Chabad celebrates opening of new building

Chabad celebrates opening of new building

Less than 24 hours after receiving a certificate of occupancy for its new addition, 400 people celebrated the opening of the expanded Chabad House at Rutgers University in New Brunswick.

The 34th anniversary dinner on Dec. 13 raised $1.1 million toward the $12 million goal for the 55,000-square-foot expansion.

Honored at the dinner were Rutgers University president Dr. Robert Barchi for his support of Chabad House and Jewish life on campus, and Ronald Rak, president and CEO of St. Peter’s Healthcare System, for his New Brunswick hospital’s donation of a bikur holim room at Chabad House where observant Jews can stay while visiting patients on Shabbat and holidays. Among the many dignitaries who attended was NJ Lt. Gov. Kim Guadagno.

The expansion includes enlarged dining facilities, the first Sephardi synagogue on a public college campus in the nation, and a 72-bed boys’ dormitory. The facility, already the largest Chabad house in the world, has long had a girls’ dormitory.

“It was on Hanukka exactly four years ago that we broke ground on a snowy day in a tent,” recalled Chabad executive director Rabbi Yosef Carlebach.

He said staff and volunteers had been feverishly working the last two weeks to ready the building. The night before the dinner, Carlebach said he did not arrive home until 4 a.m., when he found his wife waiting up to light Hanukka candles with him.

Attesting to the tight schedule, dinner guest Doug Hutt of East Brunswick said he had joined “dozens and dozens” of volunteers in the last three days.

Less than two hours before the dinner, he said, “I was scraping windows that had paint and [manufacturers’] stickers on them,” said Hutt, producing a plastic scraper from his pocket.

Student volunteers led dinner guests on tours of the new building, which still had sections to be completed in the coming weeks.

Ross Leibowitz of Neptune, a dorm resident adviser, showed off spacious dorm rooms and the bikur holim room. “I remember when I first got here, the building was a shell,” said Leibowitz. “Now to see a finished building….”

Jessica Loren of West Windsor, Chabad student president, called the new addition “absolutely amazing” and added, “Now we can do so many more things with more students.”

Rabbi Yehuda Leib Groner, former secretary to the Chabad movement’s late rebbe, Menachem Mendel Schneerson, addressed Barchi in his dinner remarks.

“It would seem Rutgers University has a special place with Hashem. He chose Rutgers not only in the physical sense, but Rutgers has the z’chus, merit, to accommodate this great Chabad house,” Groner said.

Barchi in turn spoke of the “anchor” that religious organizations such as Chabad can offer students by providing social relationships and a comfortable environment. Jewish institutions on campus also include Rutgers Hillel and the Allen and Joan Bildner Center for the Study of Jewish Life.

Chabad administrator Rabbi Mendy Carlebach cited the special relationship with St. Peter’s hospital, located four blocks away. He praised outreach to the Jewish community, including staff training to increase cultural awareness and diversity.

Yosef Carlebach recalled that in the aftermath of Hurricane Sandy he met Rak in a shelter helping to feed and care for those battered by the storm. Rak, he said, “is a man who believes in God and believes in what God wants.”

Rak, whose father died when he was six, said he learned the “value of education in the context of faith” from his mother, who worked various jobs to support him and his sisters.

“It is fitting we celebrate this Chabad house during Hanukka when the Jews revolted when prevented from living their traditions and religion,” he said.

_Problem to solve_
According to the article on the Chabad House expansion at Rutgers, how many beds does the new boys' dormitory have? Please note that the records below the article were drawn from a separate source.

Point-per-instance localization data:
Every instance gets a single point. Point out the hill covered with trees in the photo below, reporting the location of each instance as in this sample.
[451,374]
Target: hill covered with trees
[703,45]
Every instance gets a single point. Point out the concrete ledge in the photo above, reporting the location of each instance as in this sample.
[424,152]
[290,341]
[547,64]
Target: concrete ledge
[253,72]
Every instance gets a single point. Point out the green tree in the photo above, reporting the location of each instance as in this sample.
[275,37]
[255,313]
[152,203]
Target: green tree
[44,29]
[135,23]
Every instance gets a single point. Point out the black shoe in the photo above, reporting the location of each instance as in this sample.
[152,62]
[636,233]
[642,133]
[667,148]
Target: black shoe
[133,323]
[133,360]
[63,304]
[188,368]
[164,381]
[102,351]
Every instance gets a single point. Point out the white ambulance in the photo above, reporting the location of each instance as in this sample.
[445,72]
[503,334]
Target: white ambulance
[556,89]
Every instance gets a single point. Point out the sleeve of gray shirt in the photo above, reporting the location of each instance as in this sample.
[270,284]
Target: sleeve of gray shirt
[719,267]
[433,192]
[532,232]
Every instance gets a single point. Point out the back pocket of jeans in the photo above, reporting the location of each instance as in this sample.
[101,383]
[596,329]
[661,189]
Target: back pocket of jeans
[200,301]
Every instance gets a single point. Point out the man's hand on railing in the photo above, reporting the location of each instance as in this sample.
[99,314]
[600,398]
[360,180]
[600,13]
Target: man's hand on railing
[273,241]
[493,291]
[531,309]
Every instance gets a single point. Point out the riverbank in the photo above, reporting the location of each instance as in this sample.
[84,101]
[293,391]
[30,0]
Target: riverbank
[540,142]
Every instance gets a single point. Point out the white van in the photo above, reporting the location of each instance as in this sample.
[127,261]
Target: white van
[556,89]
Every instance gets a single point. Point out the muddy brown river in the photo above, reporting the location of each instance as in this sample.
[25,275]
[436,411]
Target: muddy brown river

_Written answer_
72 beds.